Set out the data below as a numbered list, one line per item, with blank lines omitted and the pictures left out.

━━ RECORD SET

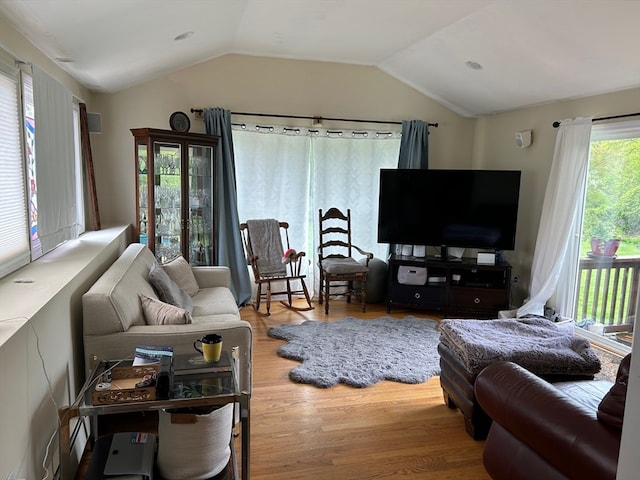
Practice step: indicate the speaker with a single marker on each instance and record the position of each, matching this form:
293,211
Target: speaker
523,139
94,122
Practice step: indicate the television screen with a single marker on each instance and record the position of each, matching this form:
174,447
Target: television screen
453,208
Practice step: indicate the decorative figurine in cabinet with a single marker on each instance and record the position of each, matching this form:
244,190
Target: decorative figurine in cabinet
174,194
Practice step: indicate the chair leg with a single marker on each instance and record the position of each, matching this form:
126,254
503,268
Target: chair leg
306,293
268,298
363,294
326,300
258,297
289,293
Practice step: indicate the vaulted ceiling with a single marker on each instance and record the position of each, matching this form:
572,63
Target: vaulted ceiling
476,57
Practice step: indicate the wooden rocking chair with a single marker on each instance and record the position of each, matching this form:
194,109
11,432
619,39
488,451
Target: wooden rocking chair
271,264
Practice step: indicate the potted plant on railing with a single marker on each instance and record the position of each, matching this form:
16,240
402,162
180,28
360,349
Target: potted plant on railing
604,248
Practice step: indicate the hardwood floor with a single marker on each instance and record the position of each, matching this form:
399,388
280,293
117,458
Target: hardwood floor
388,430
301,432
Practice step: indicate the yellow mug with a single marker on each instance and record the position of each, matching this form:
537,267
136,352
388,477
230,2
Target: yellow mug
211,347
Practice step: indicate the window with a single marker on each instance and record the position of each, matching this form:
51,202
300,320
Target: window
291,173
14,239
41,187
608,275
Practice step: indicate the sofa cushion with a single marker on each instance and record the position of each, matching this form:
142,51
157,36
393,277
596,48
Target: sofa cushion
180,272
168,291
160,313
214,301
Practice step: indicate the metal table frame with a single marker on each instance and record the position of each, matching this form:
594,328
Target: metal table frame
83,407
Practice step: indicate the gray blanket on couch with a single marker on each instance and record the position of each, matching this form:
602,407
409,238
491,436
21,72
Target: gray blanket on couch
537,344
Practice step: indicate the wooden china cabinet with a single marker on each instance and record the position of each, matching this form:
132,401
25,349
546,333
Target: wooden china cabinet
174,194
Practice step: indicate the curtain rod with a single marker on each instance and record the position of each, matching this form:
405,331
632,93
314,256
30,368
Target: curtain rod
625,115
305,117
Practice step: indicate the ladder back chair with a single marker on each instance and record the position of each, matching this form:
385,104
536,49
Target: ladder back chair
338,269
271,264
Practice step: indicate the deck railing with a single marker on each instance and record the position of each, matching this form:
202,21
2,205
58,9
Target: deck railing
608,291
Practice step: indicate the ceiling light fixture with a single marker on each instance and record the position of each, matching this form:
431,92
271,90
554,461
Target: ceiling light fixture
183,36
473,65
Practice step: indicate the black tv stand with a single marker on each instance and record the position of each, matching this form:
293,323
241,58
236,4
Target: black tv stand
458,287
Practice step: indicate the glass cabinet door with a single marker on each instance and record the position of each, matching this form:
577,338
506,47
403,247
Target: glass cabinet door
167,188
200,166
174,194
142,163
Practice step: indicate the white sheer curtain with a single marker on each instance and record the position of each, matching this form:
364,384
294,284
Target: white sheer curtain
55,161
567,286
290,173
562,201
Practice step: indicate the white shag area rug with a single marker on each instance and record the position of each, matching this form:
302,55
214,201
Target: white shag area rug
359,352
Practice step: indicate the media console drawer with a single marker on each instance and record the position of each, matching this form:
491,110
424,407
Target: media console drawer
460,288
417,295
478,299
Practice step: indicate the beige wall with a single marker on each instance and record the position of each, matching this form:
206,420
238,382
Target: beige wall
268,85
262,85
494,147
19,47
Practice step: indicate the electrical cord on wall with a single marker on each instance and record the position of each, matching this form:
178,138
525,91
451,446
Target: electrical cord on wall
47,472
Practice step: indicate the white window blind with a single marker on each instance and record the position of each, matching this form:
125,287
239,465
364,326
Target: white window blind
14,237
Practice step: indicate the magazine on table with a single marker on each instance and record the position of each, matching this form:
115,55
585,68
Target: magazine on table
151,354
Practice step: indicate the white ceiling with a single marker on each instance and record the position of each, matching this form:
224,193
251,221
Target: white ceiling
531,51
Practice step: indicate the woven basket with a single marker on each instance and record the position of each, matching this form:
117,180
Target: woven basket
194,446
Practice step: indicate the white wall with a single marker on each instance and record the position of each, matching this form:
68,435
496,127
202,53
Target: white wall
494,147
242,83
41,352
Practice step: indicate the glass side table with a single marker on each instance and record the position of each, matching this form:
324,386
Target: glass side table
193,390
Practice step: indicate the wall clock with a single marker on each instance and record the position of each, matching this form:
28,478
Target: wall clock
179,122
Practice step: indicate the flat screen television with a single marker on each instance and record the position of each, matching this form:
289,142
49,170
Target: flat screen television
449,208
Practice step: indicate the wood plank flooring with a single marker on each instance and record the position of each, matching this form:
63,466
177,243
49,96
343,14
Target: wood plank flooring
389,430
301,432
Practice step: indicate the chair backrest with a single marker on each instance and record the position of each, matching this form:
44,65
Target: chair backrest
335,234
263,245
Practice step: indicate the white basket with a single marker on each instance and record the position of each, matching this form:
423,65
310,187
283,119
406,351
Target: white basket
193,446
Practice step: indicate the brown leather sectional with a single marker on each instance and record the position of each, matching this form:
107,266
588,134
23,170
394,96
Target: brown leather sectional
564,430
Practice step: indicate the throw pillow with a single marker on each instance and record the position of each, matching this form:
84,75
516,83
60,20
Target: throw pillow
160,313
180,272
168,291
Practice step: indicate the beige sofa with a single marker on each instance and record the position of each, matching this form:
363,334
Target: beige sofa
114,323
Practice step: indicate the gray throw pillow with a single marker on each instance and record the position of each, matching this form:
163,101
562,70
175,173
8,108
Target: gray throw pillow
160,313
180,272
167,290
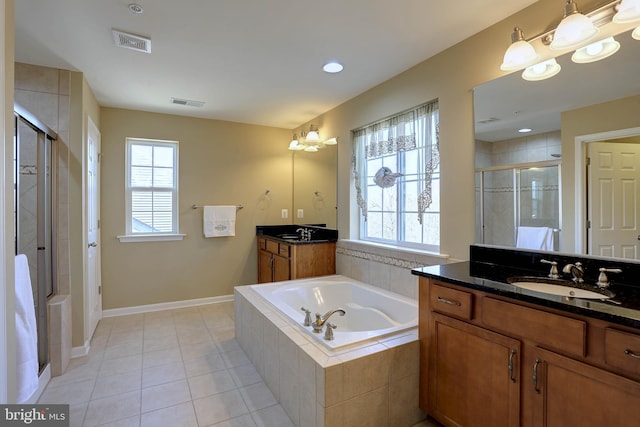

━━━━

● ANSWER TO THIS TASK
1. Practice step: indicate the speaker with a single marker on each instance and record the position of each, matching this form:
2. 293,211
3. Target: speaker
4. 523,139
5. 94,122
6. Practice step: indicate the television screen with a single marker on each instance and record the position of each, matching this form:
7. 174,447
8. Target: television screen
9. 453,208
10. Practice step: indicate the decorative figurine in cabinet with a single marker on each instance and record the position of each, matching this form:
11. 244,190
12. Target: decorative figurine in cabinet
13. 174,194
14. Practice step: indicate the chair leg with a single marker on each instance and record the position of each, matching this form:
15. 126,254
16. 503,268
17. Target: chair leg
18. 306,293
19. 268,298
20. 363,294
21. 326,300
22. 258,297
23. 289,293
24. Practice step: indicate the vaulted ceiling with a single marker on each instance and record the position of each, matching this form:
25. 572,63
26. Target: vaulted ceiling
27. 476,57
28. Practice step: indicate the wooden rocking chair with a single marker on each instance and record the position of each, matching this form:
29. 194,109
30. 11,432
31. 619,39
32. 488,451
33. Target: wooden rocking chair
34. 271,264
35. Practice step: indicate the potted plant on railing with a single marker on each instance and record the position of each, matching this form:
36. 16,240
37. 402,162
38. 180,28
39. 360,349
40. Target: potted plant on railing
41. 604,248
42. Practice step: indicate the hardwood floor with a single marker on each instance and record the position of each, matching this form:
43. 399,388
44. 280,293
45. 117,458
46. Target: hardwood floor
47. 388,430
48. 301,432
49. Practice step: indicate the yellow mug with a single marker on each instance and record the position of each, matching this form:
50. 537,267
51. 136,352
52. 388,477
53. 230,2
54. Target: yellow mug
55. 211,347
56. Practice step: indicate the window with a single marker on each instance and record the position of each, matching this form:
57. 51,202
58. 300,320
59. Target: window
60. 291,173
61. 14,239
62. 41,187
63. 608,275
64. Practice step: indicate the sofa cushion with a single marker on each instance and record the position of each, matching this form:
65. 142,51
66. 157,36
67. 393,277
68. 596,48
69. Target: sofa cushion
70. 180,272
71. 168,291
72. 160,313
73. 214,301
74. Practice step: indicate the metal table frame with a single marker on each instance and record the position of each, matching this form:
75. 594,328
76. Target: metal table frame
77. 83,407
78. Practice step: indicate the gray blanket on couch with a single marker on each instance and record the position of each, matching this form:
79. 602,407
80. 409,238
81. 491,436
82. 21,72
83. Target: gray blanket on couch
84. 537,344
85. Practice step: indicate the wooden china cabinet with a single marker on each instance and record the position of each, matching this form:
86. 132,401
87. 25,349
88. 546,333
89. Target: wooden china cabinet
90. 174,194
91. Practice step: indicate the curtain rod with a single marker on each instance and record the position of each, matching this form:
92. 405,331
93. 632,93
94. 314,256
95. 30,368
96. Target: curtain rod
97. 625,115
98. 305,117
99. Practice step: indicate the ladder back chair with a single marker on each instance and record the position of each, matching this form:
100. 385,104
101. 536,49
102. Target: ladder back chair
103. 338,269
104. 271,264
105. Practice step: indicate the deck railing with a single marker on each instance and record the position of each, matching this form:
106. 202,21
107. 2,205
108. 58,9
109. Target: deck railing
110. 608,291
111. Practice step: indicate the ceiling light fixture with a single marker on each instance and record the position of each, matching this form:
112. 431,92
113. 271,90
114. 554,461
115. Target: ceiling light fixture
116. 183,36
117. 473,65
118. Practice step: indicate the black tv stand with a single marker on each instance and record the position of each, matching this form:
119. 293,323
120. 241,58
121. 236,4
122. Target: black tv stand
123. 458,287
124. Practice step: indicate the glass cabinet door with a single marker on each instance and record the position of each, matching this form:
125. 577,338
126. 506,47
127. 403,247
128. Target: glass cabinet door
129. 167,188
130. 200,166
131. 174,194
132. 142,163
133. Practice step: indicate the white sheer curtain with a single marker on each instance and record the position of each, matching this form:
134. 364,384
135. 294,284
136. Target: white sheer curtain
137. 55,161
138. 567,286
139. 290,173
140. 562,201
141. Practice step: indicate the white shag area rug with a single marker on each instance and record the position of each, matching this form:
142. 302,55
143. 214,201
144. Target: white shag area rug
145. 359,352
146. Practice step: indicate the media console drawer with a single marker on each instance and record the position of each, matching this form:
147. 491,110
148. 424,407
149. Target: media console drawer
150. 460,288
151. 417,295
152. 478,299
153. Practice step: indicate the beige wall with a single marker on each instance and record the position of each, matching this form:
154. 206,420
155. 238,382
156. Target: beige wall
157. 268,85
158. 262,85
159. 494,147
160. 19,47
161. Practice step: indicate the electrical cord on wall with a single marker on each instance and record the position of each, matching this form:
162. 178,138
163. 525,91
164. 451,446
165. Target: electrical cord on wall
166. 47,472
167. Practice step: indicate the white window blind with a single marker on each instance and record the position of each, matching this form:
168. 125,287
169. 239,465
170. 364,326
171. Target: white window blind
172. 14,237
173. Practice step: indicate the magazine on table with a single marker on each instance and record the position of each, matching this form:
174. 115,55
175. 585,68
176. Target: magazine on table
177. 151,354
178. Practice step: indicate the white ceiling with a single marker on each instance and record the position of each, matching this form:
179. 224,193
180. 251,221
181. Target: white ceiling
182. 531,51
183. Practice step: indicate the woven basket with a single marker on each instance and record the position of each, matching this form:
184. 117,180
185. Target: woven basket
186. 194,446
187. Practice step: indicate the white wall with a single marker on each instance and record the position of each, matching this form:
188. 68,435
189. 496,127
190. 202,53
191. Target: white wall
192. 494,147
193. 242,83
194. 41,352
195. Practice step: indicate the glass side table with a single marker on each instance and record the position of each, matching this form:
196. 324,386
197. Target: glass side table
198. 193,390
199. Practice step: indicate the wall clock with a single marker on each instance and record the position of each, matching this form:
200. 28,478
201. Target: wall clock
202. 179,122
203. Practice step: indicate the flat screen television with a single marker on each instance and record the position of each, matching this form:
204. 289,142
205. 49,170
206. Target: flat screen television
207. 449,208
208. Practice step: indicate the wood plank flooring with a single marker on each instance and record the position of each, matching this form:
209. 63,466
210. 177,243
211. 49,96
212. 343,14
213. Target: wood plank flooring
214. 389,430
215. 301,432
216. Practice step: indicate the chair backrest with a single marker on each instance and record the position of each, matching this form:
217. 44,65
218. Target: chair backrest
219. 335,234
220. 263,245
221. Practice step: indicate the white basket with a single marker on each instance and record the position of each, matching this form:
222. 423,65
223. 310,187
224. 283,119
225. 406,351
226. Target: white basket
227. 193,446
228. Practice step: indicate the brown leather sectional with a single marker on each instance and record the position of each, matching this form:
229. 107,266
230. 588,134
231. 23,170
232. 394,96
233. Target: brown leather sectional
234. 564,430
235. Practice step: indicate the throw pillow with a single marker on each instance and record the position of each, matching this form:
236. 84,75
237. 516,83
238. 60,20
239. Target: throw pillow
240. 160,313
241. 180,272
242. 168,291
243. Practice step: indicate the beige sofa with a single marker on each instance and record the position of each, matching this form:
244. 363,334
245. Target: beige sofa
246. 114,323
247. Practice step: indicate the gray throw pillow with a single marker on each instance and record the position of each, matching this form:
248. 163,101
249. 562,70
250. 175,173
251. 8,108
252. Target: gray throw pillow
253. 160,313
254. 180,272
255. 167,290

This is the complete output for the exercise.